■ Trecho do documento:
####################

Como romancistas, os dois pairam
acima da vicissitudes humanas, cada
qual em seu estilo e modo; foram e
continuarão grandes. Mas como perdoar duas pisadas de bola de Machado a respeito de Eça, por ocasião da
publicação de "O Crime do Padre
Amaro" e "O Primo Basílio"?
No primeiro romance de Eça, o patriarca de nossa literatura viu plágio
de Zola, a quem Machado parecia
detestar. A suspeita é infantil, o padre
Amaro de Eça nada tem do padre
Mouret de Zola, afora o título.
Pior mesmo foi a crítica a "O Primo
Basílio", que Machado tentou destruir com um argumento que não
combina com sua genialidade de romancista e mestre nos labirintos da
alma humana. Cometeu inclusive a
bobagem de querer reescrever o texto
de Eça, mudando fundo e forma da
própria história. Machado diz que o
adultério de Luísa foi substituído, na
intriga do romance, pela chantagem
da empregada que guardara cartas
da patroa e ameaçava mostrá-las ao
marido. Se não houvesse a chantagem -diz textualmente Machado-
, o romance terminaria ali mesmo,
com o casal se reconciliando, Basílio
em outra aventura, em Paris, e o casal vivendo feliz, o tempo apagando a
traição da mulher.

####################

■ Listagem fornecida:
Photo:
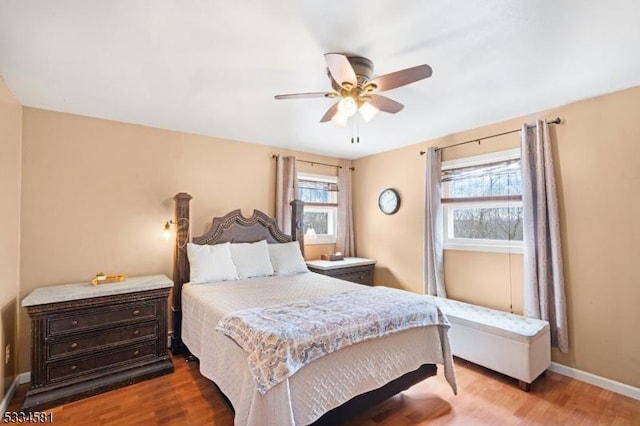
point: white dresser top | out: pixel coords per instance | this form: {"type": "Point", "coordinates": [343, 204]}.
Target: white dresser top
{"type": "Point", "coordinates": [336, 264]}
{"type": "Point", "coordinates": [67, 292]}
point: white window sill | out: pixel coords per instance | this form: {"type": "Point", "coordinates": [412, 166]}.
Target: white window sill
{"type": "Point", "coordinates": [487, 248]}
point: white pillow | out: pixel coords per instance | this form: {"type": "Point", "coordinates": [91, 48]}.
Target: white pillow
{"type": "Point", "coordinates": [210, 263]}
{"type": "Point", "coordinates": [251, 259]}
{"type": "Point", "coordinates": [287, 259]}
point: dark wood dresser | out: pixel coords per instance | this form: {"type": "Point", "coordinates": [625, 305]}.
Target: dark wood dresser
{"type": "Point", "coordinates": [355, 269]}
{"type": "Point", "coordinates": [89, 339]}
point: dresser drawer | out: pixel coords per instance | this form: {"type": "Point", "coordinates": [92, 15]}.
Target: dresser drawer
{"type": "Point", "coordinates": [63, 370]}
{"type": "Point", "coordinates": [116, 336]}
{"type": "Point", "coordinates": [99, 318]}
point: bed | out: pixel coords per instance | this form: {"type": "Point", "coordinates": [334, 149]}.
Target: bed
{"type": "Point", "coordinates": [326, 391]}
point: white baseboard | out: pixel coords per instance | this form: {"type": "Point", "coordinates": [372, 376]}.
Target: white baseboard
{"type": "Point", "coordinates": [7, 396]}
{"type": "Point", "coordinates": [592, 379]}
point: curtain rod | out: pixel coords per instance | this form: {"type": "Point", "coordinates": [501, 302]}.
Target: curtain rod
{"type": "Point", "coordinates": [556, 120]}
{"type": "Point", "coordinates": [317, 162]}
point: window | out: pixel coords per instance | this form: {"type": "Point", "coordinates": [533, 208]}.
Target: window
{"type": "Point", "coordinates": [482, 203]}
{"type": "Point", "coordinates": [320, 196]}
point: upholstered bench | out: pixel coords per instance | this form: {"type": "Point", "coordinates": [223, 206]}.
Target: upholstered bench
{"type": "Point", "coordinates": [510, 344]}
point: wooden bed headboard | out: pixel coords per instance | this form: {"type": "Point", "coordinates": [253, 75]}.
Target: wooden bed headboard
{"type": "Point", "coordinates": [232, 227]}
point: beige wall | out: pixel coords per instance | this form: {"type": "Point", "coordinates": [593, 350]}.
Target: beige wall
{"type": "Point", "coordinates": [96, 195]}
{"type": "Point", "coordinates": [597, 153]}
{"type": "Point", "coordinates": [10, 139]}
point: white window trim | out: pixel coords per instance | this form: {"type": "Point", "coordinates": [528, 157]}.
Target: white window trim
{"type": "Point", "coordinates": [333, 212]}
{"type": "Point", "coordinates": [472, 244]}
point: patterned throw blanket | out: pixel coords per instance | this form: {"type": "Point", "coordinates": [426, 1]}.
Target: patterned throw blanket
{"type": "Point", "coordinates": [282, 339]}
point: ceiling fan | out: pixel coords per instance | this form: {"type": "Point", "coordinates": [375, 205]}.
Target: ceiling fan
{"type": "Point", "coordinates": [351, 80]}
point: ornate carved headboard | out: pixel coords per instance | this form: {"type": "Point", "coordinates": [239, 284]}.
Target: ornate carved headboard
{"type": "Point", "coordinates": [232, 227]}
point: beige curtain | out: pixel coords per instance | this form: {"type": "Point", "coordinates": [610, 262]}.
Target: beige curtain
{"type": "Point", "coordinates": [286, 190]}
{"type": "Point", "coordinates": [345, 240]}
{"type": "Point", "coordinates": [544, 295]}
{"type": "Point", "coordinates": [433, 244]}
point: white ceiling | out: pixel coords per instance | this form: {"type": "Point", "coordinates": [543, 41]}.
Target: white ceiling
{"type": "Point", "coordinates": [213, 67]}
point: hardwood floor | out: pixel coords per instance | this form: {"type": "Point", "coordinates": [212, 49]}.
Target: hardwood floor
{"type": "Point", "coordinates": [484, 398]}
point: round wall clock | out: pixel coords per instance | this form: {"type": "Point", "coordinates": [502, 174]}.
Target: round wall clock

####################

■ Instruções de trabalho:
1. Disponha como uma lista JSON de strings, com uma string para cada linha e sem as linhas em branco, as linhas da listagem que vão da linha que contém "point: wooden bed" até o fim da listagem, incluindo ambas as pontas.
2. Por favor, prossiga com o trecho sobre as críticas de Machado aos romances de Eça a partir do ponto em que ele termina.

■ Respostas por tarefa:
1.
[
  "point: wooden bed headboard | out: pixel coords per instance | this form: {\"type\": \"Point\", \"coordinates\": [253, 75]}.",
  "Target: wooden bed headboard",
  "{\"type\": \"Point\", \"coordinates\": [232, 227]}",
  "point: beige wall | out: pixel coords per instance | this form: {\"type\": \"Point\", \"coordinates\": [593, 350]}.",
  "Target: beige wall",
  "{\"type\": \"Point\", \"coordinates\": [96, 195]}",
  "{\"type\": \"Point\", \"coordinates\": [597, 153]}",
  "{\"type\": \"Point\", \"coordinates\": [10, 139]}",
  "point: white window trim | out: pixel coords per instance | this form: {\"type\": \"Point\", \"coordinates\": [528, 157]}.",
  "Target: white window trim",
  "{\"type\": \"Point\", \"coordinates\": [333, 212]}",
  "{\"type\": \"Point\", \"coordinates\": [472, 244]}",
  "point: patterned throw blanket | out: pixel coords per instance | this form: {\"type\": \"Point\", \"coordinates\": [426, 1]}.",
  "Target: patterned throw blanket",
  "{\"type\": \"Point\", \"coordinates\": [282, 339]}",
  "point: ceiling fan | out: pixel coords per instance | this form: {\"type\": \"Point\", \"coordinates\": [375, 205]}.",
  "Target: ceiling fan",
  "{\"type\": \"Point\", \"coordinates\": [351, 80]}",
  "point: ornate carved headboard | out: pixel coords per instance | this form: {\"type\": \"Point\", \"coordinates\": [239, 284]}.",
  "Target: ornate carved headboard",
  "{\"type\": \"Point\", \"coordinates\": [232, 227]}",
  "point: beige curtain | out: pixel coords per instance | this form: {\"type\": \"Point\", \"coordinates\": [610, 262]}.",
  "Target: beige curtain",
  "{\"type\": \"Point\", \"coordinates\": [286, 190]}",
  "{\"type\": \"Point\", \"coordinates\": [345, 240]}",
  "{\"type\": \"Point\", \"coordinates\": [544, 295]}",
  "{\"type\": \"Point\", \"coordinates\": [433, 244]}",
  "point: white ceiling | out: pixel coords per instance | this form: {\"type\": \"Point\", \"coordinates\": [543, 41]}.",
  "Target: white ceiling",
  "{\"type\": \"Point\", \"coordinates\": [213, 67]}",
  "point: hardwood floor | out: pixel coords per instance | this form: {\"type\": \"Point\", \"coordinates\": [212, 49]}.",
  "Target: hardwood floor",
  "{\"type\": \"Point\", \"coordinates\": [484, 398]}",
  "point: round wall clock | out: pixel coords per instance | this form: {\"type\": \"Point\", \"coordinates\": [502, 174]}.",
  "Target: round wall clock"
]

2.
Machado coloca um "se" na argumentação. Se não houvesse a chantagem, não haveria o romance. E daí?
O mesmo argumento pode ser atirado contra qualquer romance, inclusive contra o próprio Machado. Se Escobar não tivesse morrido afogado,
Bentinho suspeitaria da fidelidade de
Capitu? Se Dom Quixote não lesse romances de cavalaria, atacaria moinhos de vento?